_What is required_. A faithful, complete copy of the records is required.

(Point-per-instance localization data)
==================================================
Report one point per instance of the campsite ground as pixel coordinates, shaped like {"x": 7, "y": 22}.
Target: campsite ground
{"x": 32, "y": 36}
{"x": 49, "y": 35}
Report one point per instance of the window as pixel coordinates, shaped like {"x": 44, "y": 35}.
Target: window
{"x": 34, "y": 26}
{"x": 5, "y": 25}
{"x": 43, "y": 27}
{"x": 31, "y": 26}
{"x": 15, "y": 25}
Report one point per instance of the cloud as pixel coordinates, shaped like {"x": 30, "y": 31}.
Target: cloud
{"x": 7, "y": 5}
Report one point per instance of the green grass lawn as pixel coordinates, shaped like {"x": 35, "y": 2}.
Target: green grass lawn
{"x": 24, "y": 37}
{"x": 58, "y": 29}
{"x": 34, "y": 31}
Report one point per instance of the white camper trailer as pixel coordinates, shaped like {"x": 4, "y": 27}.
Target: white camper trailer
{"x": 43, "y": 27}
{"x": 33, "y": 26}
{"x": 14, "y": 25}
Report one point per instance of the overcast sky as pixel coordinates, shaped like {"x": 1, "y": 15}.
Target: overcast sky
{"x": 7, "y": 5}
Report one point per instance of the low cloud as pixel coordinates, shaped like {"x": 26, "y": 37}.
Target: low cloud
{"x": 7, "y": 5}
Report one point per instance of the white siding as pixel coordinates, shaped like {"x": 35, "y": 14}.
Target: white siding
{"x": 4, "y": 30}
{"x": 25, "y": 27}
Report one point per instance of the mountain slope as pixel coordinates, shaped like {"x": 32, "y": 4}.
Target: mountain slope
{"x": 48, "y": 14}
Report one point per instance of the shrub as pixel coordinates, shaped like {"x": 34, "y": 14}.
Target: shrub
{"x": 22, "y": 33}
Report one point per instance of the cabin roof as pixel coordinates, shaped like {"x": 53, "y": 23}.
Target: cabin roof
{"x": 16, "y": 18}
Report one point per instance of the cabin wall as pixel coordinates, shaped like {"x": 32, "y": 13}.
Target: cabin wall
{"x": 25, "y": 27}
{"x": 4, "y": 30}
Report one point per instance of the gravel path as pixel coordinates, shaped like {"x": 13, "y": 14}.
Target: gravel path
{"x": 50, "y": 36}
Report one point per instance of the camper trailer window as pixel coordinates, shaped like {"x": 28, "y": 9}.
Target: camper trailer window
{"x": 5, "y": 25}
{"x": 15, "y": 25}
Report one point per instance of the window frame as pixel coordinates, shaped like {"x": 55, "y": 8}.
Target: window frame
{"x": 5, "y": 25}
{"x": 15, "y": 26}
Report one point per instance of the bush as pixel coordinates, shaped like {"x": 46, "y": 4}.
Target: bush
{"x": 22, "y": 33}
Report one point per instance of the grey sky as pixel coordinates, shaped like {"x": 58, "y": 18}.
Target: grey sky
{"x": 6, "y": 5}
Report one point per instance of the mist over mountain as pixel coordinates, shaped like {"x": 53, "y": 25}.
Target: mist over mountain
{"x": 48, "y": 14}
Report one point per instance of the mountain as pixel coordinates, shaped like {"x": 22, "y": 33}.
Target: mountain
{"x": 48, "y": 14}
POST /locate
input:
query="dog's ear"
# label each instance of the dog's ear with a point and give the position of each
==================================================
_Reply_.
Report one point per instance of the campsite ground as pixel coordinates, shaped like {"x": 7, "y": 22}.
Target: campsite ground
{"x": 32, "y": 36}
{"x": 49, "y": 35}
Report one point per instance of the window as pixel coordinates, shaped like {"x": 44, "y": 35}.
Target: window
{"x": 34, "y": 26}
{"x": 5, "y": 25}
{"x": 43, "y": 27}
{"x": 31, "y": 26}
{"x": 15, "y": 25}
Report one point per instance of the cloud as pixel coordinates, shaped like {"x": 30, "y": 31}.
Target: cloud
{"x": 7, "y": 5}
Report one point per instance of the green grass lawn as pixel coordinates, shaped like {"x": 35, "y": 2}.
Target: green grass lawn
{"x": 24, "y": 37}
{"x": 58, "y": 29}
{"x": 34, "y": 31}
Report one point per instance of the white camper trailer as pixel coordinates, shaped like {"x": 4, "y": 27}.
Target: white camper trailer
{"x": 43, "y": 27}
{"x": 33, "y": 26}
{"x": 14, "y": 25}
Report one point per instance of the overcast sky as pixel coordinates, shaped like {"x": 1, "y": 15}.
Target: overcast sky
{"x": 7, "y": 5}
Report one point per instance of the low cloud as pixel coordinates, shaped like {"x": 26, "y": 37}.
Target: low cloud
{"x": 7, "y": 5}
Report one point per instance of the white siding as pixel coordinates, shaped like {"x": 35, "y": 14}.
Target: white siding
{"x": 4, "y": 30}
{"x": 25, "y": 27}
Report one point per instance of the mountain slope as pixel coordinates, shaped like {"x": 32, "y": 4}.
Target: mountain slope
{"x": 48, "y": 14}
Report one point per instance of the shrub as pixel coordinates, shaped like {"x": 34, "y": 14}.
Target: shrub
{"x": 22, "y": 33}
Report one point per instance of the cabin roof as pixel coordinates, shaped like {"x": 53, "y": 23}.
Target: cabin roof
{"x": 16, "y": 18}
Report one point per instance of the cabin wall as pixel coordinates, shaped like {"x": 32, "y": 13}.
Target: cabin wall
{"x": 25, "y": 27}
{"x": 4, "y": 30}
Report one point per instance of the gravel path as pixel coordinates, shaped like {"x": 13, "y": 14}.
Target: gravel path
{"x": 50, "y": 36}
Report one point per instance of the camper trailer window as pixel coordinates, shaped like {"x": 28, "y": 9}.
Target: camper trailer window
{"x": 5, "y": 25}
{"x": 15, "y": 25}
Report one point per instance of the window frame as pixel coordinates, shaped like {"x": 55, "y": 8}.
Target: window frame
{"x": 5, "y": 25}
{"x": 15, "y": 26}
Report one point per instance of the bush as pixel coordinates, shaped like {"x": 46, "y": 4}.
Target: bush
{"x": 22, "y": 33}
Report one point per instance of the grey sky as pixel coordinates, shaped like {"x": 58, "y": 18}.
Target: grey sky
{"x": 6, "y": 5}
Report one point per instance of the mist over mountain as pixel coordinates, shaped like {"x": 53, "y": 25}.
Target: mist over mountain
{"x": 48, "y": 14}
Report one point per instance of the mountain as pixel coordinates, shaped like {"x": 22, "y": 33}.
Target: mountain
{"x": 48, "y": 14}
POST /locate
input:
query="dog's ear"
# label each instance of the dog's ear with a point and give the position of each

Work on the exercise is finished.